WHAT IS REQUIRED >> Make an exact copy of all the records, one that contains none of the pictures.

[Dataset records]
::::::

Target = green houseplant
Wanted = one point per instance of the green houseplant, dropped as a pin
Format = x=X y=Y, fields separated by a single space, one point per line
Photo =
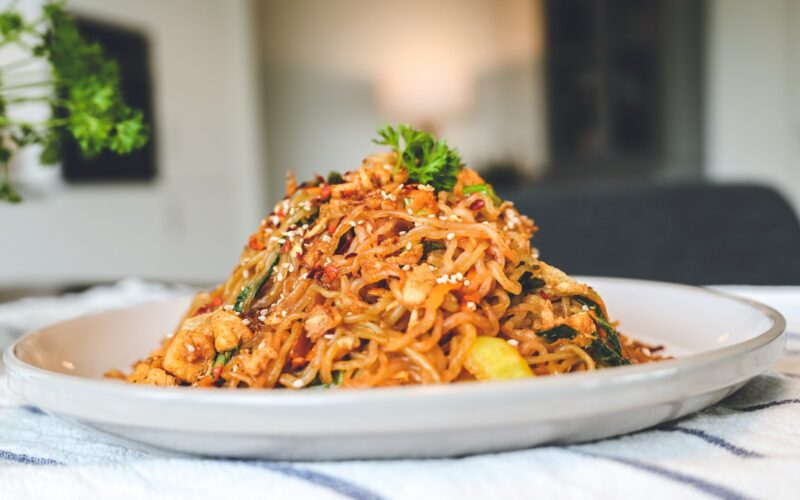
x=82 y=91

::::::

COMPLETED TASK >>
Target = green houseplant
Wanted = one point per instance of the green houseplant, dropped as a pin
Format = x=X y=Y, fields separated by a single space, one point per line
Photo =
x=82 y=91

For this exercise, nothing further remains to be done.